Directive: Turn everything from the start of the listing through the line holding "point(249, 123)", inclusive, into a JSON list of strings with one string per line. Skip any blank lines.

Given records:
--- Start ---

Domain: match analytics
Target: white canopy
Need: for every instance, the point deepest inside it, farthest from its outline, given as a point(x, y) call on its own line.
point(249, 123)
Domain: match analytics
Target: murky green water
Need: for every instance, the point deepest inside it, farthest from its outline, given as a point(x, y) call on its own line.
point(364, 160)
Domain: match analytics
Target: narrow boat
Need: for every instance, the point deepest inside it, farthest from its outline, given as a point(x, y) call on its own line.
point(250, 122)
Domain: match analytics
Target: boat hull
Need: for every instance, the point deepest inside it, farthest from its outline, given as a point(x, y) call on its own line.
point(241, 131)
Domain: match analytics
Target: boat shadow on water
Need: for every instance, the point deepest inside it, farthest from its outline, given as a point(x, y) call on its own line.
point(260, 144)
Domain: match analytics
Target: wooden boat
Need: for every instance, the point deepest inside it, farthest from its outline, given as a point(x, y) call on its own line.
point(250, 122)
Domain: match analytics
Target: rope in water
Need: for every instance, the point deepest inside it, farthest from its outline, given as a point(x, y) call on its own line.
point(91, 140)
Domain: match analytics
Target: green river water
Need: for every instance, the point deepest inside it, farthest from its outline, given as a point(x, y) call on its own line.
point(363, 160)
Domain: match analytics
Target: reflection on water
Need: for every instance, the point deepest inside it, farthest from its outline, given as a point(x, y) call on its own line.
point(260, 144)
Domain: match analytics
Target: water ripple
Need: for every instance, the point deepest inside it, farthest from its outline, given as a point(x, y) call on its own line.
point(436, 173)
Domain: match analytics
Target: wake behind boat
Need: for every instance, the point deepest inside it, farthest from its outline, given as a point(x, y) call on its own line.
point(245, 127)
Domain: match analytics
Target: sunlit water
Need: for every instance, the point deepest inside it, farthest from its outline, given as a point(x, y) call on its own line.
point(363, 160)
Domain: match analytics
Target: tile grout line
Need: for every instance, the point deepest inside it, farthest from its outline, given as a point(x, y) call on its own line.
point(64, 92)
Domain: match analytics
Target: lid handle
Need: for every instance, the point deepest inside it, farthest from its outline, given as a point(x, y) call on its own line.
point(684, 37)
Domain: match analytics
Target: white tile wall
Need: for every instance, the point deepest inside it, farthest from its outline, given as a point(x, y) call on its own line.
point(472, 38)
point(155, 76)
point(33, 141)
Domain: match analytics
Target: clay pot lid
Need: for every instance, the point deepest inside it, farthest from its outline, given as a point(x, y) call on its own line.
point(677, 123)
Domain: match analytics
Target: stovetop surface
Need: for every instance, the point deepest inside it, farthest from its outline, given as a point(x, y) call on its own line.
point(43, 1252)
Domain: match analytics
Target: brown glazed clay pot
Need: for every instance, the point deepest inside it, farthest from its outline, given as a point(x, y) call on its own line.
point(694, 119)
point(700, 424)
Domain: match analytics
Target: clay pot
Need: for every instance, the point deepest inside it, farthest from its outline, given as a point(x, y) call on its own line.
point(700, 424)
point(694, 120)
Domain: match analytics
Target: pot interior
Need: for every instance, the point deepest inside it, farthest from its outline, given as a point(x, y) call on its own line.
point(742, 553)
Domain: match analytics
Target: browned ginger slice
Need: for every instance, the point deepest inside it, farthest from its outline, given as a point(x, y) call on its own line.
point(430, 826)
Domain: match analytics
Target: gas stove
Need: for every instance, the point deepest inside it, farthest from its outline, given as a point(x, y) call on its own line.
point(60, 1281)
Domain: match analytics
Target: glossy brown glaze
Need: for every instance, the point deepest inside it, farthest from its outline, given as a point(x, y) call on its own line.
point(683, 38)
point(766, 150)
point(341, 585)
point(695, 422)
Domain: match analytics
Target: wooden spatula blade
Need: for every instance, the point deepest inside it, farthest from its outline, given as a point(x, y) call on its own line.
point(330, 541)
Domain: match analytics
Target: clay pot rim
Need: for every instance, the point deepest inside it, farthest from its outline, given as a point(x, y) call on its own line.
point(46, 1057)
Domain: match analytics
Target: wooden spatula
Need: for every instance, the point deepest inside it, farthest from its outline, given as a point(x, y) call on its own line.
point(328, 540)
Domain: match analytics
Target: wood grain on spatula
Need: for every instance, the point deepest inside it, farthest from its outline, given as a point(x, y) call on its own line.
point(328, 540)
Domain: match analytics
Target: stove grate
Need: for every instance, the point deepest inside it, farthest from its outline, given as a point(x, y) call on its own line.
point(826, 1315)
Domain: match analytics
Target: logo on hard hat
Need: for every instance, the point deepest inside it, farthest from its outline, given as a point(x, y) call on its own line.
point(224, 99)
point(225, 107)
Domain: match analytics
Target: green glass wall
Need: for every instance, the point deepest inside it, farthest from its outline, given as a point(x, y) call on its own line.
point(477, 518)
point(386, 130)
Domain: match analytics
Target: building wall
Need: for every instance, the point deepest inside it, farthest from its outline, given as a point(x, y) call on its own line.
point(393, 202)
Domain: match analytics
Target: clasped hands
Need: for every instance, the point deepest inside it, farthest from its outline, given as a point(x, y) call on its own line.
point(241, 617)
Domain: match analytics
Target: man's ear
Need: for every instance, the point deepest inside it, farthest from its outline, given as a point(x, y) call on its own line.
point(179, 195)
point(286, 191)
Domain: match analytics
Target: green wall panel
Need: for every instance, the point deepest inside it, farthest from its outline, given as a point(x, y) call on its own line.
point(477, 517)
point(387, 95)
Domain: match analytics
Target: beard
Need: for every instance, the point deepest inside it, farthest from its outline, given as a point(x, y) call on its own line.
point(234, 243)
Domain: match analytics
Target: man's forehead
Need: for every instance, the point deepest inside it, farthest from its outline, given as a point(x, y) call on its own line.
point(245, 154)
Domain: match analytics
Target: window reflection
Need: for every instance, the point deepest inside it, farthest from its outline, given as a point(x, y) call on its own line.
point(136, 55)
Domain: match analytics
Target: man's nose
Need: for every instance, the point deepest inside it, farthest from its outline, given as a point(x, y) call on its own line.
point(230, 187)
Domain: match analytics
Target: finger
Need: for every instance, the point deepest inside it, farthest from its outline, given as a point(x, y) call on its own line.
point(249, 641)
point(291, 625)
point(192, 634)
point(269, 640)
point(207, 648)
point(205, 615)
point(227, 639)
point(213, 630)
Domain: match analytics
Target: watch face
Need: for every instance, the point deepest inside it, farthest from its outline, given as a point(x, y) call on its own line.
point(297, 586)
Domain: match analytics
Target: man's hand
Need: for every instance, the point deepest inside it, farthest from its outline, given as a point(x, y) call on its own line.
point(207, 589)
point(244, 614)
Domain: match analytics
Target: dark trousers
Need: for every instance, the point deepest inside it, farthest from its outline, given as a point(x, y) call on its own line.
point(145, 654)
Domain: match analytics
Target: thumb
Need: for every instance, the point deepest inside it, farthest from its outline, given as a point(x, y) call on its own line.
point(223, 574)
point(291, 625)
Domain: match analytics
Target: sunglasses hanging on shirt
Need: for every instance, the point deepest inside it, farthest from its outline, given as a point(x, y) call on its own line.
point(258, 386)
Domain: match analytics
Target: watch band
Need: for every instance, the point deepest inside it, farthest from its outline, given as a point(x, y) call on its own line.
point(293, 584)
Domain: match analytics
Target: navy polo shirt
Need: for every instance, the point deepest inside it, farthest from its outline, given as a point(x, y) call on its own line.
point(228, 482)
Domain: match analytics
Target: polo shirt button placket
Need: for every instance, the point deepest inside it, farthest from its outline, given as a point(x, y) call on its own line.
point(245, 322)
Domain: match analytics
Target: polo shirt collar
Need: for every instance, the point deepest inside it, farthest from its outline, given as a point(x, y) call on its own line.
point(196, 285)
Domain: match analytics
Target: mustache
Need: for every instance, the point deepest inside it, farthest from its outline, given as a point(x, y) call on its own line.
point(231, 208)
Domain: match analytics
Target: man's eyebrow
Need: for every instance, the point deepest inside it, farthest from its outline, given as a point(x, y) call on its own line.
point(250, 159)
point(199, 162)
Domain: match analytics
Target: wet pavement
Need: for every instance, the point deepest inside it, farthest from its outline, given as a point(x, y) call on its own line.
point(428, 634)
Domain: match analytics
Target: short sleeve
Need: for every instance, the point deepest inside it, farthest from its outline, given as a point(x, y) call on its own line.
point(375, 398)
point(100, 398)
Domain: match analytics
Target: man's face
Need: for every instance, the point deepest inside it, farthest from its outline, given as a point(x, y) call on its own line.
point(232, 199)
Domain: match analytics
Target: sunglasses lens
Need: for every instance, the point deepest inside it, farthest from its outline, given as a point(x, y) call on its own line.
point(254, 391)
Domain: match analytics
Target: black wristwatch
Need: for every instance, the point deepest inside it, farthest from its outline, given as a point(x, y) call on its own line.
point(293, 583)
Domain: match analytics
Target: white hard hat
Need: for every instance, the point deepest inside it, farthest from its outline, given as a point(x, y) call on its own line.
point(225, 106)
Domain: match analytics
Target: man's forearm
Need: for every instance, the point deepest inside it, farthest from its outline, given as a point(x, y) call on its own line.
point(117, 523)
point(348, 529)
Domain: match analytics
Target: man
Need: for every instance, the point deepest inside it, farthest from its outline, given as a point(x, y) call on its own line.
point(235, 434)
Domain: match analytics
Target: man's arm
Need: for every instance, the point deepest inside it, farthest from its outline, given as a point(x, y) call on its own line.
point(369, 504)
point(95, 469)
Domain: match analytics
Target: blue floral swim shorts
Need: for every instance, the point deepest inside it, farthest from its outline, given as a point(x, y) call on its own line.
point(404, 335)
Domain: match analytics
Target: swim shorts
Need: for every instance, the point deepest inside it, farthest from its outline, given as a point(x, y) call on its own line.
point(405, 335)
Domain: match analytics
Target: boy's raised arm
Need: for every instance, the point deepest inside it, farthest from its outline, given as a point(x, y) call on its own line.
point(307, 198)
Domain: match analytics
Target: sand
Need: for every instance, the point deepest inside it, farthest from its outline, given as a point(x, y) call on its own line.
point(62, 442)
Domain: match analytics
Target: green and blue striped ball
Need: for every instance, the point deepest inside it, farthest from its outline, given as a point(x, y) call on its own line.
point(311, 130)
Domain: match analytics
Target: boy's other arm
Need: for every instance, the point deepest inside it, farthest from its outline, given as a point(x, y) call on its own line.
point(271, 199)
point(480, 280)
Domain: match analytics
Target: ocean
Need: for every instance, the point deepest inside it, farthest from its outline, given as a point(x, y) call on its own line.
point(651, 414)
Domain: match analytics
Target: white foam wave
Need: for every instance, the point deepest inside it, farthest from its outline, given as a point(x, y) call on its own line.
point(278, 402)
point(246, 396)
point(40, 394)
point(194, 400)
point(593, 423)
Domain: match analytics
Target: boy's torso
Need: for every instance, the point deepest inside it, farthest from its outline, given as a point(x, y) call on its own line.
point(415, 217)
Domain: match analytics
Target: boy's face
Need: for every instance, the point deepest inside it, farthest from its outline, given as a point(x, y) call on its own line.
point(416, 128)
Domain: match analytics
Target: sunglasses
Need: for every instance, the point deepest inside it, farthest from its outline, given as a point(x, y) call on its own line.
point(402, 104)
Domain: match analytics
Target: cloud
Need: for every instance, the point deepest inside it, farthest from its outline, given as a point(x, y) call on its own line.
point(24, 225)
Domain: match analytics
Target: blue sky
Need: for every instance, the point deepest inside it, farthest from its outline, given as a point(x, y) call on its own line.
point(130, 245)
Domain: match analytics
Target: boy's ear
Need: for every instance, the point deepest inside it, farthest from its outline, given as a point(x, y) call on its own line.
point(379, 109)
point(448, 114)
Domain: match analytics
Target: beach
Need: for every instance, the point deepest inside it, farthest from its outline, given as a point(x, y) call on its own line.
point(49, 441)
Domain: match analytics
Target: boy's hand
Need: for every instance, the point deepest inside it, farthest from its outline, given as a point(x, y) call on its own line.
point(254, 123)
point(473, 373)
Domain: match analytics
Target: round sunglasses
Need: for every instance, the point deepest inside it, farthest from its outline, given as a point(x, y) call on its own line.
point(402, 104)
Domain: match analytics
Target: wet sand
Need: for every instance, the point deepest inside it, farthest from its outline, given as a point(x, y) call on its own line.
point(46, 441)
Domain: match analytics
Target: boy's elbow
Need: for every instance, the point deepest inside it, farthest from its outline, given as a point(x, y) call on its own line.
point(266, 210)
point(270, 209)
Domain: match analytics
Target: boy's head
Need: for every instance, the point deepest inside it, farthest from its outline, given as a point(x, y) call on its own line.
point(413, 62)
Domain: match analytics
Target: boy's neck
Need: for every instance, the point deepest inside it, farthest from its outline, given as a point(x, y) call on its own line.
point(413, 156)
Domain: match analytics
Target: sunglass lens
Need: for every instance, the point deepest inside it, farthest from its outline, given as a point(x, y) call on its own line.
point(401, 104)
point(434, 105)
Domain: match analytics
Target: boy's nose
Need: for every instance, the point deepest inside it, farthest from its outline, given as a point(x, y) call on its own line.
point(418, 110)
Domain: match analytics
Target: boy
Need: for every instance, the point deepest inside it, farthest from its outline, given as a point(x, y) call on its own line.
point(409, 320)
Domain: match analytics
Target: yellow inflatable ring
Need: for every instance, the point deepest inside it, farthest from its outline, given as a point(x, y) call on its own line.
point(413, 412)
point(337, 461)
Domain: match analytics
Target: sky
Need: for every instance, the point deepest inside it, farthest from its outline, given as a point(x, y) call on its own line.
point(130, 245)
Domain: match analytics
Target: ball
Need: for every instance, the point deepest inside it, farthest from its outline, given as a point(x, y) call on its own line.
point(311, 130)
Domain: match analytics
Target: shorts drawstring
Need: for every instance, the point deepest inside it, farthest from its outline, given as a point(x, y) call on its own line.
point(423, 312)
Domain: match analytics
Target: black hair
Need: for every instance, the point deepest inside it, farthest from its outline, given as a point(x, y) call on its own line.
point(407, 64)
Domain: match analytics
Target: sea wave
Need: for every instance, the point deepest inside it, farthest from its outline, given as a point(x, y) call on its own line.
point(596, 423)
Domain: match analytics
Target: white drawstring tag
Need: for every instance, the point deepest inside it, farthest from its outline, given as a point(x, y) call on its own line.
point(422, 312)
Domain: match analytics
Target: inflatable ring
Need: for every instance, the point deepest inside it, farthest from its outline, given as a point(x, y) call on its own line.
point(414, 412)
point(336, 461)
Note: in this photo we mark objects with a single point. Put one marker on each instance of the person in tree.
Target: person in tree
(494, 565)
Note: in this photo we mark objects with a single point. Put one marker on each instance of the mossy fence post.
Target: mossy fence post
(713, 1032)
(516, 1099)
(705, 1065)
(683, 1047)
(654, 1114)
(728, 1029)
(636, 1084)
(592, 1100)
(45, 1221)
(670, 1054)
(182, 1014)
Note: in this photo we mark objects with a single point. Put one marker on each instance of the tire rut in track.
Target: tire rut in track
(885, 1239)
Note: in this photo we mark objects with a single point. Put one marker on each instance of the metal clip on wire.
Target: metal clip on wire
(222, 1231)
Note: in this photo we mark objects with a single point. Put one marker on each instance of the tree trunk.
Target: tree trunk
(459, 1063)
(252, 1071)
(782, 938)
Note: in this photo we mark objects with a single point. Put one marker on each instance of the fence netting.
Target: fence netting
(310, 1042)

--- End ---

Full solution:
[
  "Domain: match analytics",
  "Target: white canopy",
  "Need: for every instance, the point deepest inside it, farthest from its outline, given as a point(x, y) call on its own line.",
  "point(249, 123)"
]